## SOURCE MATERIAL
....

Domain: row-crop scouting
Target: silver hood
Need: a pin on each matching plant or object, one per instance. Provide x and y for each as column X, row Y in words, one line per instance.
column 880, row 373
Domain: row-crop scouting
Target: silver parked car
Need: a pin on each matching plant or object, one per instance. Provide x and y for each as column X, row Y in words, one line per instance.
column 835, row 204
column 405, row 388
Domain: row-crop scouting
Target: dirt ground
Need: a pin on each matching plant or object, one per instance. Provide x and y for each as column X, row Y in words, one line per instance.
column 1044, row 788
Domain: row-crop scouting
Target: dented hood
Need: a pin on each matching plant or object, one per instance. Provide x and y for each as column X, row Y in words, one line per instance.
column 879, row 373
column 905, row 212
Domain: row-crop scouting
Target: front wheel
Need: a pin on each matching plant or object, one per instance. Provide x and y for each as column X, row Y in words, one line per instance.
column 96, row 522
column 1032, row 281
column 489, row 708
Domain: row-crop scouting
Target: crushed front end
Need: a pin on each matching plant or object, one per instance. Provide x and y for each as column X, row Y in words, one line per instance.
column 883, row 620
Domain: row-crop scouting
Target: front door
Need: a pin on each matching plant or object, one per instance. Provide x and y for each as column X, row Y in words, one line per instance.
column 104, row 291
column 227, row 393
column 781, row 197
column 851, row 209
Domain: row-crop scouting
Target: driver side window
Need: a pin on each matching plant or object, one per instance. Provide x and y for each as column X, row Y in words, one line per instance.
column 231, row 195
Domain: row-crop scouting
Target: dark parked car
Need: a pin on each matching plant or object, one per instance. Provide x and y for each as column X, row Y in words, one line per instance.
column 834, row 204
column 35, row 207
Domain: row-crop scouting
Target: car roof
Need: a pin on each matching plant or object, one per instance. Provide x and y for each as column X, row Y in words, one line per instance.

....

## WHAT YOU ARE ASKED TO DO
Please give all the lines above again, exactly as they read.

## RESULT BELOW
Domain: row-crop scouting
Target: silver hood
Need: a pin on each matching plant or object, one per instance. Provide x and y for each as column X, row Y in words, one line per instance.
column 880, row 373
Domain: row-crop scouting
Target: silver parked car
Need: a pin on each matching plant or object, one per instance. Provide x and y for each as column X, row Y in words, one line per instance.
column 835, row 204
column 405, row 388
Domain: row-crop scouting
Target: dirt ground
Need: a pin on each matching plant or object, one per instance. Provide x and y for each as column X, row Y in words, one line per instance.
column 1044, row 788
Domain: row-crop scouting
Target: dented hood
Need: a pin on each matching plant or object, one per instance. Provide x and y for each as column X, row Y in words, one line per instance.
column 879, row 373
column 905, row 212
Domain: row-crop scouting
Target: front wheel
Need: a pin on each matching plant or object, one per instance. Provide x and y for each as column X, row Y in words, one line per instance.
column 96, row 522
column 1032, row 281
column 489, row 708
Domain: row-crop scouting
Target: crushed front end
Need: a pin on each matching plant or object, one per instance. Provide x and y for each as column X, row Y in words, one line per instance.
column 883, row 620
Domain: row-crop scouting
Target: front door
Need: a pin on each matching plant or object, one per instance. Provide x and y for each as column X, row Y in words, one line per instance.
column 104, row 291
column 227, row 393
column 781, row 197
column 851, row 209
Domain: row-crop scouting
Target: driver side window
Need: a pin on each matching plant or object, one per instance. Provide x and y for each as column X, row Y in words, one line per instance.
column 231, row 195
Domain: row-crop scouting
Target: dark parked car
Need: a pin on each matching plant or object, one per instance. Provide x and y for each as column X, row Y in words, one line per instance.
column 834, row 204
column 35, row 207
Domain: row-crop scouting
Target: car roof
Need: a pin on each matching plant or object, one per instance. Provide x and y for each as column X, row Y in words, one line per instance.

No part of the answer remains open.